Stated task 1:
Reproduce the white sociology essay word for word, starting with "INVISIBLE WORMS IN" and going on through "Joyce A. Ladner.".
Stated task 2:
Answer these from the white sociology essay:
(a) Who edited The Death of White Sociology?
(b) Which William Blake poem does the writer point to?
(c) What is the full title of the essay collection the writer is working on?
Stated task 3:
Pick up the white sociology essay after its last line and carry it forward.

Given text:
INVISIBLE WORMS IN ROSES
There's a bit of relief to be had from the intense heat
of Trumpism by coldly reading The Death
of White Sociology (New York:
Vintage, 1973), edited by Joyce A. Ladner.
It is a matter of common sense.
Conflicting premises, murky motives for doing one kind of research
rather than another, blind spots sprawling in humanistic and social science
projects in 2017, the rainbow colors of methodologies ----these all highlight
the rightness of Ladner's claim in 1973 that "sociology, like history,
economics and psychology, exists in a domain where color, ethnicity, and social
class are of primary importance. And as
long as this holds true, it is impossible for sociology to claim that it
maintains value neutrality in its approaches" (xix). It is equally impossible for humanities to
possess value neutrality. As Trumpism ups the ante for indigenous knowing as
well as convoluted theoretical interrogations and interventions, being cold
matters greatly. We are not detached
from our thinking. And after four
decades, I suspect that white sociology in the USA is not sufficiently dead. As I work on Reading Race Reading America: Literary
and Social Essays and another project on ideological shuttling between
democracy and fascism, I find the cautions in The Death of White Sociology to be at once helpful and
troubling. I ask myself if intellectual
projects are somewhat quixotic, permanently incapable of detecting invisible
worms in roses (see William Blake's magnificent poem "The Sick Rose,"

Dataset excerpts:

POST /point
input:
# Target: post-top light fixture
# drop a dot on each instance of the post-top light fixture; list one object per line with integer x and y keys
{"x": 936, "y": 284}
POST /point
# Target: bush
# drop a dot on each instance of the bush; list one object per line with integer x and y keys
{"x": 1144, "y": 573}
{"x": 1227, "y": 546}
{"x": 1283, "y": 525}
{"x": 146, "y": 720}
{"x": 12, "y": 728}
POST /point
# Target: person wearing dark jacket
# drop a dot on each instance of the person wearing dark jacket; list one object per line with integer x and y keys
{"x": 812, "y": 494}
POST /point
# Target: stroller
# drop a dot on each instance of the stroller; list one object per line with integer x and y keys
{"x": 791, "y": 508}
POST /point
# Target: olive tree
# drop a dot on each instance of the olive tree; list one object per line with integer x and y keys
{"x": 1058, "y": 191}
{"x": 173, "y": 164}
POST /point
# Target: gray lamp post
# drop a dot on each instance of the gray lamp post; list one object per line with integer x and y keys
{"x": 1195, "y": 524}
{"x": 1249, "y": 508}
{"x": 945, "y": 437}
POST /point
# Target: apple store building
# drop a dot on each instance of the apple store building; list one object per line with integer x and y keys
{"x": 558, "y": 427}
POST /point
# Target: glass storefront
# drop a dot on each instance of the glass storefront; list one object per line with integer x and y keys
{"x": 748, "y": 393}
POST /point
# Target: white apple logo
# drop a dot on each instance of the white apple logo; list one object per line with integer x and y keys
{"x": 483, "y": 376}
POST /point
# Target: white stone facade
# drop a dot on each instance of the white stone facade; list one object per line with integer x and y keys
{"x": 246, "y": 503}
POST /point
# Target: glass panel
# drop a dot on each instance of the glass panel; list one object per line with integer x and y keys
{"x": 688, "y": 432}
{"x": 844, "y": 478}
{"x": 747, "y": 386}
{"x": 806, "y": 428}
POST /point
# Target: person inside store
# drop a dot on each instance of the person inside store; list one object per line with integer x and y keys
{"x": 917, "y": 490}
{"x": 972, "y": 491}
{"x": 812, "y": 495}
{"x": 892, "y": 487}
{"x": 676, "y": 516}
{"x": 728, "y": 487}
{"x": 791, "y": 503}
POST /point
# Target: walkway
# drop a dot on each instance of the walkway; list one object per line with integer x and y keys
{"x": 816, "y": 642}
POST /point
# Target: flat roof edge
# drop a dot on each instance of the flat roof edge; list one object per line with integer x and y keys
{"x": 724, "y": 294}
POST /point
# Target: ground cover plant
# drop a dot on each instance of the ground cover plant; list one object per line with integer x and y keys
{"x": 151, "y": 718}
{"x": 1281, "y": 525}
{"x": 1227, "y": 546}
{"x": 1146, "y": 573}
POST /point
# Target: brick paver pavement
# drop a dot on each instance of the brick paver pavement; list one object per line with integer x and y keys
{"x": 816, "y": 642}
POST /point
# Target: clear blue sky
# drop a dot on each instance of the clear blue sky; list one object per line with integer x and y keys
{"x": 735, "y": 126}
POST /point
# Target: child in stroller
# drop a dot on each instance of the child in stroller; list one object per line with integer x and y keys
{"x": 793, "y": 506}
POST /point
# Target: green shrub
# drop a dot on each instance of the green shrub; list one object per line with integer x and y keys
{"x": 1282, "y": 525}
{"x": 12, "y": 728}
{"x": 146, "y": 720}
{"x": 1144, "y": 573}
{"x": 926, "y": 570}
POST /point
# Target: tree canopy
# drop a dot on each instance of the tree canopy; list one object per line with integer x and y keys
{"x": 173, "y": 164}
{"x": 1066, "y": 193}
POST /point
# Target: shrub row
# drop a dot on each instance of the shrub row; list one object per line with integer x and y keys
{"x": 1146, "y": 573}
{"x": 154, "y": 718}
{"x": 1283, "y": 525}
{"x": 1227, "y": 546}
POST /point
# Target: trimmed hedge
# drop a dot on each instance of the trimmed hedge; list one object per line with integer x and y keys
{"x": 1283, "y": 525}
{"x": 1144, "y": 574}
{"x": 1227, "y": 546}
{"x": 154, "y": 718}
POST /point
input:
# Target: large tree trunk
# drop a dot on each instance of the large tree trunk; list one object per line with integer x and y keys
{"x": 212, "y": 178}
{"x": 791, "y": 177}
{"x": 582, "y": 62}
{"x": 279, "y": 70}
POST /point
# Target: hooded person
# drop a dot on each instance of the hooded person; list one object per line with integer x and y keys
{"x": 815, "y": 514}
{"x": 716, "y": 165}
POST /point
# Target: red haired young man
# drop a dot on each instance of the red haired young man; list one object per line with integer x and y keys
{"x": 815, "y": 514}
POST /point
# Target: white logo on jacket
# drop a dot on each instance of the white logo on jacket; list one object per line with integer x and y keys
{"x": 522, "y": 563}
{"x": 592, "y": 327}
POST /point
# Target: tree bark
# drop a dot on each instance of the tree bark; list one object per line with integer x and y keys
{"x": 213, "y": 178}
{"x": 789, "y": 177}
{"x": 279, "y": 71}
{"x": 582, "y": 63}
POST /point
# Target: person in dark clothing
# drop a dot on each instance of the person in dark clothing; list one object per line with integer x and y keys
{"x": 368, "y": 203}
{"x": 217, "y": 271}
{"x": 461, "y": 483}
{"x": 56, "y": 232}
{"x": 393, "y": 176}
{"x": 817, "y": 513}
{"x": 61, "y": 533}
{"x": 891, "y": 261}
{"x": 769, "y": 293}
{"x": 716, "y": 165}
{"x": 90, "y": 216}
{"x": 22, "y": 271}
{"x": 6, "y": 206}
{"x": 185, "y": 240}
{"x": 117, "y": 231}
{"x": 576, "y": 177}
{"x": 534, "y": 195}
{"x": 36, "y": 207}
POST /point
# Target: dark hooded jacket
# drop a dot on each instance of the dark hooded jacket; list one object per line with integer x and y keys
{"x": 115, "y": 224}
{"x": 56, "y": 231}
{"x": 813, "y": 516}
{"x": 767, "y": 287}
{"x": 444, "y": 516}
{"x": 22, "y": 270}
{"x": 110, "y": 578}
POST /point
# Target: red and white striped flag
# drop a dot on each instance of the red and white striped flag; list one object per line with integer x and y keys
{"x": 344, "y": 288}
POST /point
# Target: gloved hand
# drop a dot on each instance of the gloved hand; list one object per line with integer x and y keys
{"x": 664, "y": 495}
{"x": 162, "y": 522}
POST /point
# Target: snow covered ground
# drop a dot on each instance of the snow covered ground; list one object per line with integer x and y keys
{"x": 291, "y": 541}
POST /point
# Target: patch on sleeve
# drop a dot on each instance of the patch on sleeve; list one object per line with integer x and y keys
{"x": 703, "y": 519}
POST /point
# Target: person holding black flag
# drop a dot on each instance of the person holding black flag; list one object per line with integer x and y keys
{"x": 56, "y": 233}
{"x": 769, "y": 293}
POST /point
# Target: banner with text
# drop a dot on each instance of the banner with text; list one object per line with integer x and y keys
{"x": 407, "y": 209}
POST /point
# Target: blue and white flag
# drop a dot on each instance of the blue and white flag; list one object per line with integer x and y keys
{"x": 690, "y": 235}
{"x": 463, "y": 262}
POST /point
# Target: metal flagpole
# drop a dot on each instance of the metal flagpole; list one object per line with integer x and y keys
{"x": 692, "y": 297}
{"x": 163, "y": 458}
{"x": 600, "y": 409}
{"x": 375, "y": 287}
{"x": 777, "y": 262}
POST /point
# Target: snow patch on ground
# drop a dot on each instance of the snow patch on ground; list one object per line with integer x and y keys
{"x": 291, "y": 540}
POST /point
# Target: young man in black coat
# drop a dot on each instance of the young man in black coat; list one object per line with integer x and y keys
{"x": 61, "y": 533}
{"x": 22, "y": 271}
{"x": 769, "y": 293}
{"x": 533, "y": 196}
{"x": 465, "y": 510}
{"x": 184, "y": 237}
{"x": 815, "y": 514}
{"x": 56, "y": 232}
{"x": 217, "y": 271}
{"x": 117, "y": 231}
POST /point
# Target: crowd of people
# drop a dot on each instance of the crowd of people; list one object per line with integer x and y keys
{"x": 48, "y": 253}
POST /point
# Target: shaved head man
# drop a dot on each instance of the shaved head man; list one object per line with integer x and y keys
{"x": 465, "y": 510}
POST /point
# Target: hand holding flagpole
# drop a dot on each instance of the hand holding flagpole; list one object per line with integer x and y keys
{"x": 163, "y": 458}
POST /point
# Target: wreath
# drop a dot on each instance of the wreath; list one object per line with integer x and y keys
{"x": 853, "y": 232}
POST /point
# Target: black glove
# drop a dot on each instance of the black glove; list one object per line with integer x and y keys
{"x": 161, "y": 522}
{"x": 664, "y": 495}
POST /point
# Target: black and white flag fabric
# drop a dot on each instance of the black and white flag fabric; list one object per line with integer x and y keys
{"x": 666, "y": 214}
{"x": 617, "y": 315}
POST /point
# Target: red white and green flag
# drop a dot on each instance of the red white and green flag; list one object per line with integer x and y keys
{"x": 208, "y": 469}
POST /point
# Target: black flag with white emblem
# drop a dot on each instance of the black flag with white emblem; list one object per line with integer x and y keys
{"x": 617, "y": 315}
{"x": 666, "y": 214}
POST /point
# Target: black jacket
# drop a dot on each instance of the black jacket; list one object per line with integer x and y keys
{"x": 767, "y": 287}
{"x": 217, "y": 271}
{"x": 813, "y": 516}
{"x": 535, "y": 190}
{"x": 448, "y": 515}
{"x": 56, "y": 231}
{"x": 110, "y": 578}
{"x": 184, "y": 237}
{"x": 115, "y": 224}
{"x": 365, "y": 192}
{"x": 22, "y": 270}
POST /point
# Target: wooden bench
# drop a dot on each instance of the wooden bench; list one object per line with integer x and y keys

Right answer 1:
INVISIBLE WORMS IN ROSES
There's a bit of relief to be had from the intense heat
of Trumpism by coldly reading The Death
of White Sociology (New York:
Vintage, 1973), edited by Joyce A. Ladner.

Right answer 2:
(a) Joyce A. Ladner
(b) "The Sick Rose"
(c) Reading Race Reading America: Literary and Social Essays

Right answer 3:
1794). I will not be denied the
"true fact" of the worm, the "magic" of Trumpism
notwithstanding.
A fellow writer notified me
yesterday about a survey
of nomenclature in Black Studies (https://milwaukee.qualtrics.com/jfe/form/SV_39N3sncRkRoI5Lf
)) )proposed by Nolan Kopkin and Erin N. Winkler, members of the
Department of Africology at the University of Wisconsin-Milwaukee. A butterfly
zoomed through my mind. Is there a
Department of Europology at any institution in the USA? Would such a department undertake a survey of
nomenclature in White Studies or Jewish Studies as subsets of American Studies? The butterfly asked and would not stay for an
answer. Why do I smell a worm I can't
see?
Why at just this
moment does Kopkin, who uses econometric techniques to pursue his work in
political economy and public policy, racial prejudice and entrepreneurship, and
substantive black political representation, express interest in nomenclature or
identity-naming? And why has his
colleague Winkler, who uses the qualitative methods of Africology to study
(among other things) childhood and learning about race, partner with him in the
undertaking? In the name of digital
humanities, I am deeply interested in where to locate the value investment of
their motives and their enterprise. Why
do I smell the familiar aroma of the rose that once studied the Black Subject
into near oblivion and bloomed without giving a nanosecond of notice to its own
compromised subjectivity? Perhaps a cold
rereading of The Death of White Sociology
can help me discover an answer.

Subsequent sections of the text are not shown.